[Entries drawn from a collection]
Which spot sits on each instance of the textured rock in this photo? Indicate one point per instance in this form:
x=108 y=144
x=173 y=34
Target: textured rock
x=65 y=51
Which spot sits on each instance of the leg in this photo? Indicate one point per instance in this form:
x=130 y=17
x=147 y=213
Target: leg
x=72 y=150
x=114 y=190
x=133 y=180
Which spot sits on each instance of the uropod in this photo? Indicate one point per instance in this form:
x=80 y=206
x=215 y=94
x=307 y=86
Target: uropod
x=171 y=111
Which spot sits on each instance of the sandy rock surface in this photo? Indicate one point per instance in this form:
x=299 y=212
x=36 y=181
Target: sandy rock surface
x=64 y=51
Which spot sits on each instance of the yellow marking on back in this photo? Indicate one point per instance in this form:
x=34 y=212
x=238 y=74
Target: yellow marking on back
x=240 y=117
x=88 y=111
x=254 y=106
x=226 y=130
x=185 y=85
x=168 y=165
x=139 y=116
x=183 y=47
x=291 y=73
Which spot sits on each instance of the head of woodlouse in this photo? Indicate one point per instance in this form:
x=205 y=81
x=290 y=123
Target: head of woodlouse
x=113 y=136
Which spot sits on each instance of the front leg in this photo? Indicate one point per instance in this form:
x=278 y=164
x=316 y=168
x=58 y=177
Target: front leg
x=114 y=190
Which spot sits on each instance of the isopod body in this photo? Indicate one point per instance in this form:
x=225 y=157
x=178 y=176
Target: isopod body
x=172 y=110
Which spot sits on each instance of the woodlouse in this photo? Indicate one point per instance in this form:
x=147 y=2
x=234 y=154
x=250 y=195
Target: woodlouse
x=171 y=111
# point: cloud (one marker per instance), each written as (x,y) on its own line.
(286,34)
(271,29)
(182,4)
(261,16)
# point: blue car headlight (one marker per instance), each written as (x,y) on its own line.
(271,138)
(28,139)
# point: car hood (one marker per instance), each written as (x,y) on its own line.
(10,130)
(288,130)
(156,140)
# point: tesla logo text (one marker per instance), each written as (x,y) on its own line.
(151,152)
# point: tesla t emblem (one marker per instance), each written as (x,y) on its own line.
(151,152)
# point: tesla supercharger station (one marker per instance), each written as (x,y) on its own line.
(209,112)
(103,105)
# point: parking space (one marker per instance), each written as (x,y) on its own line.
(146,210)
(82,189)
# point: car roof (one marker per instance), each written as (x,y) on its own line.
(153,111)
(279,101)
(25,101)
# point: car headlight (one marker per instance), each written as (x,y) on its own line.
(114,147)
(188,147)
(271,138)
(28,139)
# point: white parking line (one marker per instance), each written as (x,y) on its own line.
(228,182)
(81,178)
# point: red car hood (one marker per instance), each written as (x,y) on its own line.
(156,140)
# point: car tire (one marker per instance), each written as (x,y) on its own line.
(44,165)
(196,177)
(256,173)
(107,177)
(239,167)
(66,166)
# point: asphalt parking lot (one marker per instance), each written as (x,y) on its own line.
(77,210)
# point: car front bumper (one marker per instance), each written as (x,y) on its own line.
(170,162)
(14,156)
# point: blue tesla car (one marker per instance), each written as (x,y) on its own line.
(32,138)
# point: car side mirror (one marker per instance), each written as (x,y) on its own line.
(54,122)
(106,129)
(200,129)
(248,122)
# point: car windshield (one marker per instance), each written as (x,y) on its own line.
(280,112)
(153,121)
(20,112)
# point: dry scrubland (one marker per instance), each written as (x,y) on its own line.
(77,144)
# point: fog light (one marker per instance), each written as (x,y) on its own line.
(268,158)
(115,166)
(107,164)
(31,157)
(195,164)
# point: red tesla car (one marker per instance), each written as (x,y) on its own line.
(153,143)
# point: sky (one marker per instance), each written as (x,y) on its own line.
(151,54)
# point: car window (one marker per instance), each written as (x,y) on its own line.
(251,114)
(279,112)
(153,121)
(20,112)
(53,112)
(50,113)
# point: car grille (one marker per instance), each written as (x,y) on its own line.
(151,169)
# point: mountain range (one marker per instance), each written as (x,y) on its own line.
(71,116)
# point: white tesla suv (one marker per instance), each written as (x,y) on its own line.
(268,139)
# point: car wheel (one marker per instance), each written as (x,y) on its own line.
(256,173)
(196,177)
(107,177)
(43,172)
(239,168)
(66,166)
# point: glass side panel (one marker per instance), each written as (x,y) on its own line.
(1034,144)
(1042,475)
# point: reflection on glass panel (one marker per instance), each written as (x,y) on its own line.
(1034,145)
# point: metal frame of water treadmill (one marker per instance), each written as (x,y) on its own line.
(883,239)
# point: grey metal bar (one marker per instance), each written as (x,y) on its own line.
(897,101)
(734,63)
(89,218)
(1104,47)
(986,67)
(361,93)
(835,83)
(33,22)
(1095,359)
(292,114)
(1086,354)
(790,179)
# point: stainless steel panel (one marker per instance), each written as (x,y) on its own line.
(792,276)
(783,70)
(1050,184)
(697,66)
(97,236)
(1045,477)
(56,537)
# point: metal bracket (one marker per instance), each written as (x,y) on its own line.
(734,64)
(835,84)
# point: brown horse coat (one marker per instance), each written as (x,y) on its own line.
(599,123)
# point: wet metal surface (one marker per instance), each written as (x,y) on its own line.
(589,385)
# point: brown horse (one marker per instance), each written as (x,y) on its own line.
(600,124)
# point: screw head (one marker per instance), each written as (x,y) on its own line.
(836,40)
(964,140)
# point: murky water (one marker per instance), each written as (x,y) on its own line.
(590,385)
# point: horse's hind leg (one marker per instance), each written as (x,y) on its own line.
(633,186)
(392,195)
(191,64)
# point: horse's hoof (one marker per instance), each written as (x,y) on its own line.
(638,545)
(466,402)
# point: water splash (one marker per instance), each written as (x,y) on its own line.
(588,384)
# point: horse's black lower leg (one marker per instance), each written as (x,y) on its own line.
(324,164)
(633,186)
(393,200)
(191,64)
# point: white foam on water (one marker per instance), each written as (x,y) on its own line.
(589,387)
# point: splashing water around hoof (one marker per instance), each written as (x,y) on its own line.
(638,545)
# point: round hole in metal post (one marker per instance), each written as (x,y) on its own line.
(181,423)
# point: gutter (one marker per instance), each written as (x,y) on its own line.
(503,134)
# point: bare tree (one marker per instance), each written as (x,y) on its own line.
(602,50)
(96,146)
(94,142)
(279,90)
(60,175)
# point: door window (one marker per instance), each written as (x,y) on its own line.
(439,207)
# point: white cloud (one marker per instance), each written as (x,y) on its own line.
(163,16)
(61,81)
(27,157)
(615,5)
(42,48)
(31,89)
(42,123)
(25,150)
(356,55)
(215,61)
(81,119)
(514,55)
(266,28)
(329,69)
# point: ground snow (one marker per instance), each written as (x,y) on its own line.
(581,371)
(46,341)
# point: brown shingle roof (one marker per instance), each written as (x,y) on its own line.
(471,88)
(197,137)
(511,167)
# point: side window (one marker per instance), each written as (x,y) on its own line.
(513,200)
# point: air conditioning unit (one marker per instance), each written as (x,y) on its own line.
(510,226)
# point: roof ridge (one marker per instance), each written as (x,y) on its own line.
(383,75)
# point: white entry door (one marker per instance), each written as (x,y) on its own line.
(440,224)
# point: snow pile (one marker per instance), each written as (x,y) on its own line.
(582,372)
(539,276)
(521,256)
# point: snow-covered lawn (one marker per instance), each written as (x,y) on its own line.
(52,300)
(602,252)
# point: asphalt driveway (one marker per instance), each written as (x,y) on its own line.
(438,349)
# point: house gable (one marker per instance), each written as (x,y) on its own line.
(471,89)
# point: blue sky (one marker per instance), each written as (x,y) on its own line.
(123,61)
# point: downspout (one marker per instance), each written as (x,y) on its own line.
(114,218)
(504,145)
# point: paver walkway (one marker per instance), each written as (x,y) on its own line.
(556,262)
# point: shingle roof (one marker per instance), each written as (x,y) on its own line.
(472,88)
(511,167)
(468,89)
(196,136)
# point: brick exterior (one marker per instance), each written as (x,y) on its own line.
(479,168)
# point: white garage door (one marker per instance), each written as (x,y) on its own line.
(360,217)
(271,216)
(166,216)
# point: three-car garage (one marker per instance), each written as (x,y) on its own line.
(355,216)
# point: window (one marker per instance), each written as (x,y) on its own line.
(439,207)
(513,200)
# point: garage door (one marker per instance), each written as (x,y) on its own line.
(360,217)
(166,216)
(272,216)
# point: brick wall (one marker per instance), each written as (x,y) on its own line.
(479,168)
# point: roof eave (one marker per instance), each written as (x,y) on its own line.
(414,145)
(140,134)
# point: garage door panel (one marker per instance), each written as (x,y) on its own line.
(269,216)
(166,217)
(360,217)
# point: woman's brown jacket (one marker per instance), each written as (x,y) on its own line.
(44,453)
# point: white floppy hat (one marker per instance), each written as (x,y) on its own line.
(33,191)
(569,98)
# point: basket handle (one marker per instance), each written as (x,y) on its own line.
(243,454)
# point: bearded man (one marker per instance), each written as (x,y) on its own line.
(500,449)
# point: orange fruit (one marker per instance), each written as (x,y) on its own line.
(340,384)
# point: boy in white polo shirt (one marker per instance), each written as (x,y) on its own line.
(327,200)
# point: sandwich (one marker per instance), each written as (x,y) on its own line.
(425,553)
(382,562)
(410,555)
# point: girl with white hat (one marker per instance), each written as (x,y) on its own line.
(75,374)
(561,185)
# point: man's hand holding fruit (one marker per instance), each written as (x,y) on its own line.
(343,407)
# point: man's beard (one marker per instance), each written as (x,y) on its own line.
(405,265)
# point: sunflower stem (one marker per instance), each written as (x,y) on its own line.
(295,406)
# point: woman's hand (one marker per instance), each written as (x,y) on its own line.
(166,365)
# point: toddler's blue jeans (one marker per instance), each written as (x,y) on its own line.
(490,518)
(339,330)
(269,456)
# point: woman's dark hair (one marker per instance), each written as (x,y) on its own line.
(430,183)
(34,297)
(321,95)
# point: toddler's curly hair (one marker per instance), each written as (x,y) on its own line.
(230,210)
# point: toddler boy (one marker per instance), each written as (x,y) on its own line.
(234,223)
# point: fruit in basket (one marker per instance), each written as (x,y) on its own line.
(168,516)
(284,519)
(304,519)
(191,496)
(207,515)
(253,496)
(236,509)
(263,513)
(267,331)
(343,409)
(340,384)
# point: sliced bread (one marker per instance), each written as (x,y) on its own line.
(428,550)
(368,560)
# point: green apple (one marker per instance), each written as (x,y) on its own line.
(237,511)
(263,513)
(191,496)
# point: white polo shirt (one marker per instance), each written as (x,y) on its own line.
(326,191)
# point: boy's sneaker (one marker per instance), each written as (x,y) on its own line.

**Stated exercise:** Can you put the part of the listing that opens with the line containing "# point: woman's hand" and runs through the end of the listing into a numbered list, leaving out any blank lines and nothing else?

**Answer:**
1. # point: woman's hand (one marker per instance), each written as (x,y) on its own line.
2. (166,365)
3. # point: toddler's blue jeans (one marker per instance), each written as (x,y) on its own line.
4. (490,518)
5. (339,330)
6. (269,456)
7. # point: woman's dark hair (one marker per instance), each written as (x,y) on its own line.
8. (430,183)
9. (34,297)
10. (321,95)
11. # point: toddler's curly hair (one marker per instance), each written as (x,y) on its own line.
12. (230,210)
13. # point: toddler boy (one marker per instance), each written as (x,y) on its own line.
14. (234,223)
15. # point: fruit in basket (one marker per instance), each written as (x,y) on its own line.
16. (168,516)
17. (284,519)
18. (304,519)
19. (191,496)
20. (207,515)
21. (253,496)
22. (236,509)
23. (263,513)
24. (267,331)
25. (343,409)
26. (340,384)
27. # point: sliced bread (one marker per instance), each written as (x,y) on its own line.
28. (428,550)
29. (368,560)
30. # point: green apple (one marker per instance), each written as (x,y) on its own line.
31. (237,511)
32. (263,513)
33. (191,496)
34. # point: white polo shirt (one marker per instance), each written as (x,y) on its own line.
35. (326,191)
36. # point: boy's sneaker (one marker per instance), each written as (x,y) on its own line.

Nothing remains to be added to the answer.